* _GIVEN TASK_
How many lines in the records below contain the string "white"? Case counts. Reply with the number only.

━━━ LISTED ENTRIES ━━━

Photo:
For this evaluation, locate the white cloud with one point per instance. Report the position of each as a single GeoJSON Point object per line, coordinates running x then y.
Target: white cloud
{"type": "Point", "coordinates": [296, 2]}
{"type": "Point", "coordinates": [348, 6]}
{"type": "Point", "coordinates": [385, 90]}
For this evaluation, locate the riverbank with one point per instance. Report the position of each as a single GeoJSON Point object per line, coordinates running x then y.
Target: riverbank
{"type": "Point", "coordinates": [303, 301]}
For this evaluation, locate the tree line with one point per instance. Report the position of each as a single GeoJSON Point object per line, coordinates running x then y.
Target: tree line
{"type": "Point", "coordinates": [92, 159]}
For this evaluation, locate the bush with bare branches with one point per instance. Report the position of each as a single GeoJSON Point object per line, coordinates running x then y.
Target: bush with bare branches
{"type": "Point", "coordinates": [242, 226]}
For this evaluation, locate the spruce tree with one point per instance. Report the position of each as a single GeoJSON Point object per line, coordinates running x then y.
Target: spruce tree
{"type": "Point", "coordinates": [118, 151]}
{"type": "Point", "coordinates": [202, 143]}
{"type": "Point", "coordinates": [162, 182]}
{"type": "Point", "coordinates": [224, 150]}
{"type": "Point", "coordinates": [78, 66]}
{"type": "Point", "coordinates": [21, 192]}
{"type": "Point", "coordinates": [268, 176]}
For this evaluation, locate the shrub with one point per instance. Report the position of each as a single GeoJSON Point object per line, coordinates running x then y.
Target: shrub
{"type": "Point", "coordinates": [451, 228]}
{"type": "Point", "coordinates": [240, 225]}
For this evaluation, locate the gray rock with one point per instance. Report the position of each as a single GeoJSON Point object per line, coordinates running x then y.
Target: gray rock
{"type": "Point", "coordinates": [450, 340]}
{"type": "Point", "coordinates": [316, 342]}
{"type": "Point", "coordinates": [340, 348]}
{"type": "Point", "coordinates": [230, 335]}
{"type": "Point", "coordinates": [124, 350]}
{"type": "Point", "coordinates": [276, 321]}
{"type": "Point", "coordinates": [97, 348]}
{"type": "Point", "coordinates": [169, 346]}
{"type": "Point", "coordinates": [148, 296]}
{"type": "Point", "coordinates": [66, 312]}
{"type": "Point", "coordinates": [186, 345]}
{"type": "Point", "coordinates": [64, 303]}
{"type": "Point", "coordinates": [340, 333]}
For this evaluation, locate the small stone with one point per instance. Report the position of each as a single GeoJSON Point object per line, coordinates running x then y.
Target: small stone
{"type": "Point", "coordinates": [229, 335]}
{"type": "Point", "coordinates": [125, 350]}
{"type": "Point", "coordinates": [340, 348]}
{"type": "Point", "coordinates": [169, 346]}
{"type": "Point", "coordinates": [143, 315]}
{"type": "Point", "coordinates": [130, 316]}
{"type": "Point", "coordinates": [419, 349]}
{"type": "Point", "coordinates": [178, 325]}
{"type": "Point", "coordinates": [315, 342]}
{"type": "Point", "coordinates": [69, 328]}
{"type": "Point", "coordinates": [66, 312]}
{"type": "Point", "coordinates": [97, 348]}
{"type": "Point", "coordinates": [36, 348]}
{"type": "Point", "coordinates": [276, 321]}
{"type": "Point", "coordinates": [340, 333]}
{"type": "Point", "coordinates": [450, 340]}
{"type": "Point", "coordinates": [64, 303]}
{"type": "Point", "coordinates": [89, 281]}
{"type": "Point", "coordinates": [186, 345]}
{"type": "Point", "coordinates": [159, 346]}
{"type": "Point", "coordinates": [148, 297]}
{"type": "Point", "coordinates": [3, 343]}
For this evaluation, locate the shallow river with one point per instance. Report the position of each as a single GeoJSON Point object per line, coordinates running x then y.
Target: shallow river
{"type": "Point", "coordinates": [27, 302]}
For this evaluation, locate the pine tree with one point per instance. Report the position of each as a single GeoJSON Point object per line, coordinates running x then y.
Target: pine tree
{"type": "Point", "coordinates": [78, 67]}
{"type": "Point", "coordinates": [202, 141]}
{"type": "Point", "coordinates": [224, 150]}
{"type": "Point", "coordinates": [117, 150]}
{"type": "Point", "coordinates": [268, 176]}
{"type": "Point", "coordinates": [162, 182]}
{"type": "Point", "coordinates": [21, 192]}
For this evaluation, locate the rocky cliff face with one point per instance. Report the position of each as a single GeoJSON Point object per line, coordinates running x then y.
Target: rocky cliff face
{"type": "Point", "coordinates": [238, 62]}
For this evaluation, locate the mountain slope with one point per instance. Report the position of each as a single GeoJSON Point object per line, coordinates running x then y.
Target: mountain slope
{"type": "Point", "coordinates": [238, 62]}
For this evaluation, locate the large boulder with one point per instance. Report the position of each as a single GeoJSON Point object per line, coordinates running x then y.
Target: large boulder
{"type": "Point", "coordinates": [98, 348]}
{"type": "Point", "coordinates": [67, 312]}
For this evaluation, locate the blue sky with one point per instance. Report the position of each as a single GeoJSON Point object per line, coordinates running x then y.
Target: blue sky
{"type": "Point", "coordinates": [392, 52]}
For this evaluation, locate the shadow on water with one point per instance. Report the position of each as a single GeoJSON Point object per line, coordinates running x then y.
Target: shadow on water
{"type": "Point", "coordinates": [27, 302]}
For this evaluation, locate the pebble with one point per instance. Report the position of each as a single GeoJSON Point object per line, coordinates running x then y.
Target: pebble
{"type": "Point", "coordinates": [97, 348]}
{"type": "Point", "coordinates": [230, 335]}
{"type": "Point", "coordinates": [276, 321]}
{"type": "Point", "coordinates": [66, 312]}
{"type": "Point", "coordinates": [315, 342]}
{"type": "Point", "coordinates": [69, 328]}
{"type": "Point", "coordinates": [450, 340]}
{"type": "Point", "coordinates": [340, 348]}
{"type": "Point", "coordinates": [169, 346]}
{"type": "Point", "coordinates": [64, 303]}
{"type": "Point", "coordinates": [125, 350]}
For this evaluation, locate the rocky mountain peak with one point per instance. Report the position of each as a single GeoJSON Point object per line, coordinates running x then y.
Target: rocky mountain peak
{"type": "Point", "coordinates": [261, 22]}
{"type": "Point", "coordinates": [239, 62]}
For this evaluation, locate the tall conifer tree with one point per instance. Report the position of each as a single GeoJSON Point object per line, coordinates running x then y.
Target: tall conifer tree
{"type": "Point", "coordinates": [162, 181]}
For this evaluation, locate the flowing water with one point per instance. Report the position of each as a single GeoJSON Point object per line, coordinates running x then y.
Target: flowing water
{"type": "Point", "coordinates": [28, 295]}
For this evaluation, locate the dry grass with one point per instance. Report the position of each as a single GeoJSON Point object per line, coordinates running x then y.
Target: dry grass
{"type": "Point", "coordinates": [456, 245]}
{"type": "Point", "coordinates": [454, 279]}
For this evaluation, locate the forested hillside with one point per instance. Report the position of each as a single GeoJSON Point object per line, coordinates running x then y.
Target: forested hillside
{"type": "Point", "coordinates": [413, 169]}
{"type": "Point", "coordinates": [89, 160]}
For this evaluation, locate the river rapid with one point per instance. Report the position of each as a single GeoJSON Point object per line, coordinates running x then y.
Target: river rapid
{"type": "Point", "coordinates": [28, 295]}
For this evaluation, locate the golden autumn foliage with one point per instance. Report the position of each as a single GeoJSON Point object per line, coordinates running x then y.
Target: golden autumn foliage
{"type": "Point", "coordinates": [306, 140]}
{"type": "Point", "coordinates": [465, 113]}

━━━
━━━ LISTED ENTRIES ━━━

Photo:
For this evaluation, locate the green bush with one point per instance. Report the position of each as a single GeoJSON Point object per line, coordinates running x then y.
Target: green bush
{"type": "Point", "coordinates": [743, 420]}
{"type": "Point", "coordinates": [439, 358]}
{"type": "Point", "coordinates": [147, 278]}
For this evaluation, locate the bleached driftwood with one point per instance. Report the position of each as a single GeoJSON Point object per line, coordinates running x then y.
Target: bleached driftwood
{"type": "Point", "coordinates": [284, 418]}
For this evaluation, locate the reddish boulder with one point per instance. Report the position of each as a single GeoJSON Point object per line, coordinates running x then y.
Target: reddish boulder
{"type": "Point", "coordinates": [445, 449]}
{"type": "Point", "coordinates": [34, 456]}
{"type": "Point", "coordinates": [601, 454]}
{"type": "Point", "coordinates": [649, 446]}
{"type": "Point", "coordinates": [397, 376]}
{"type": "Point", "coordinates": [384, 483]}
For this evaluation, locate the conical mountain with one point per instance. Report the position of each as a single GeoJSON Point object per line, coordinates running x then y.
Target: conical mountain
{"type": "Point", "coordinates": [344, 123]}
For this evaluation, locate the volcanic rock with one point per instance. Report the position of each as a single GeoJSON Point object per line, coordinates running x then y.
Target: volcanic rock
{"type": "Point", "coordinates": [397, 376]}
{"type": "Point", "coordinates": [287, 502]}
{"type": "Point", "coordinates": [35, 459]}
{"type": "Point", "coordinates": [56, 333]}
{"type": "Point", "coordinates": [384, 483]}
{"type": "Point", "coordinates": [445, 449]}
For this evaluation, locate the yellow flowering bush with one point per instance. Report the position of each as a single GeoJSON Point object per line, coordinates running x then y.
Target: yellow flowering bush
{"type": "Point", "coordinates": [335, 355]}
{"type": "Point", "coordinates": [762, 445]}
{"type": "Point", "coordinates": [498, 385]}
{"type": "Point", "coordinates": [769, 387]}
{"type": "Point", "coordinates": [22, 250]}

━━━

* _EXERCISE SOLUTION_
2